Swap "dot" for "mark" throughout the listing below, leaving everything else unchanged. Leave the pictures out of your answer.
-- START OF Extracted material --
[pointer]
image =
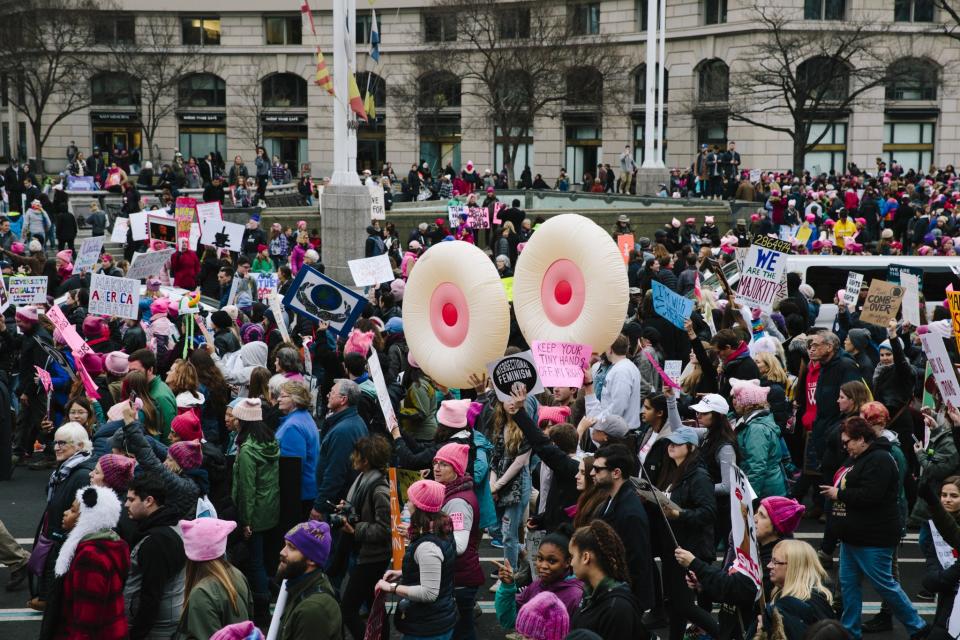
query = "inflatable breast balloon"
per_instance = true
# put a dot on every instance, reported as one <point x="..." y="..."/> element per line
<point x="455" y="313"/>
-- END OF Extracted material --
* **Response to this exercise**:
[pointer]
image =
query = "inflatable breast balloon"
per_instance = true
# put a mark on every instance, reported as one <point x="..." y="..."/> element per line
<point x="455" y="313"/>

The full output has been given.